## Article
-- begin --

Having reached 60, with alts at various points, I became able to give my refer-a-friend an instant level 60. Well, instant would be pointless: might as well create another alt myself and run through the newbie town, because that gets you to level 9 (with triple-xp) in less than an hour. Might as well save those granted levels for when they’re worth more.

So we made alts and quested our way to Goldshire. The next time we got together, he thought it would be fun to play those characters again, so we did most of the Goldshire quests. That, plus running to Westfall for the gryphon (plus some minor violence along the way), left us at level 14. Turning in any quest yielded multiple bars of xp.

That almost caught up to the first alt from whom I was going to start granting levels. That is the Mage, painfully leveled solo with the pitiful mana regen. His Mage reached about the same point in a coupe nights of easy grouping. He hasn’t even twinked this one, because it has not mattered: it goes too quickly, and who needs to farm more heirloom gear when level 60 is right around the corner?

I like my shiny new level 14 Rogue. Woo! But it makes playing solo kind of pointless. I would be better off dual-boxing, putting a character of his on /follow, and getting more rewards for everything I do. Which I have done, when there was a level-relevant character available. If nothing else, summoning a friend to a quest hub for an effectively free level at quest turn-in is nice. But it does make playing without him seem like a waste of (2/3 of my) time.

: Zubon

Orders of Magnitude

The expansion packs have non-linear increases in power. This goes beyond the tyranny of levels: the numbers become so large that it is only the same game because of overlapping mechanics. It is not so much an expansion pack as a sequel that imports your achievements and some trophies.

I tagged along as 3 level 80 guildmates took out the 1.1 million hit point Ragnaros. A difficult raid for 40 level 60s becomes somewhat difficult content for 3 level 80s. I don’t think the Priest had any heals smaller than my hit point total. Current endgame characters are literally orders of magnitude above the original endgame. It makes everything that came before superfluous, like having an artillery squad plus one guy throwing rocks as hard as he can.

-- end --

## Recorded information
-- begin --

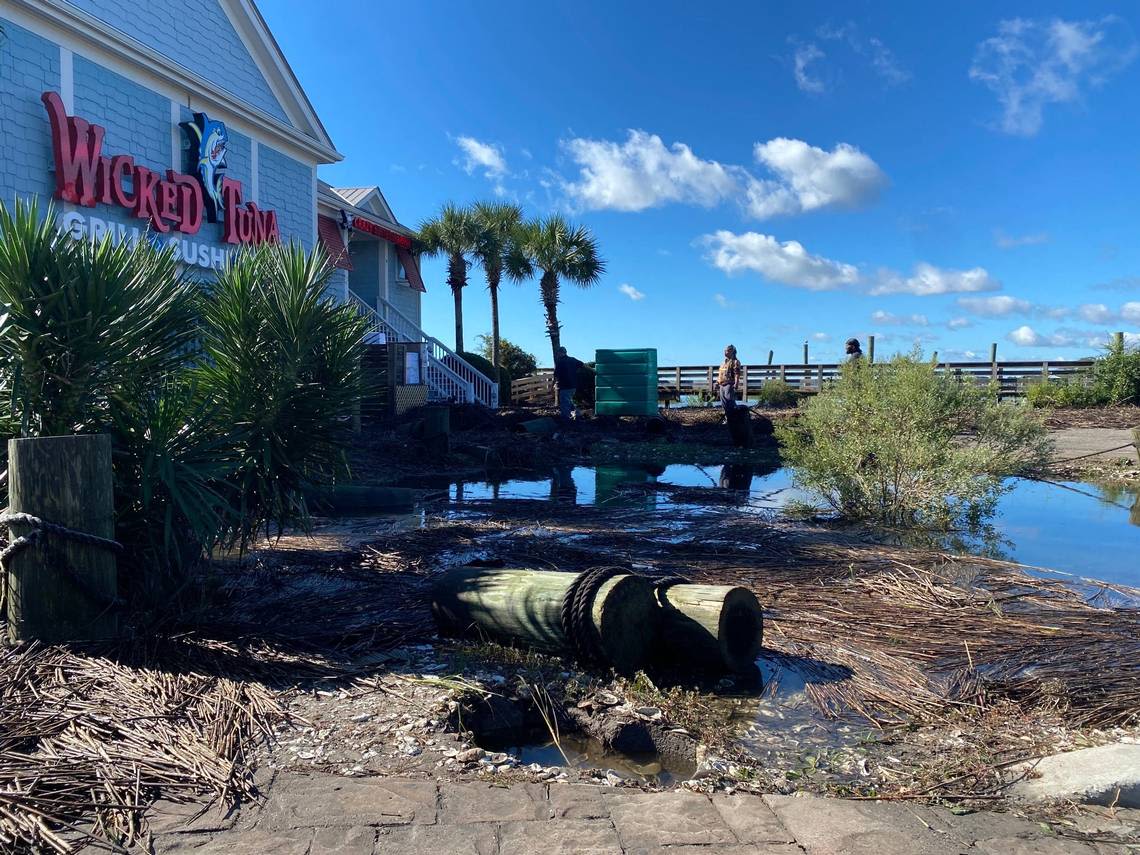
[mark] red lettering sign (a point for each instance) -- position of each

-- end --

## What is expected
In the blog post, what level were the characters after the Goldshire quests and the run to Westfall for the gryphon?

## Finished task
Level 14.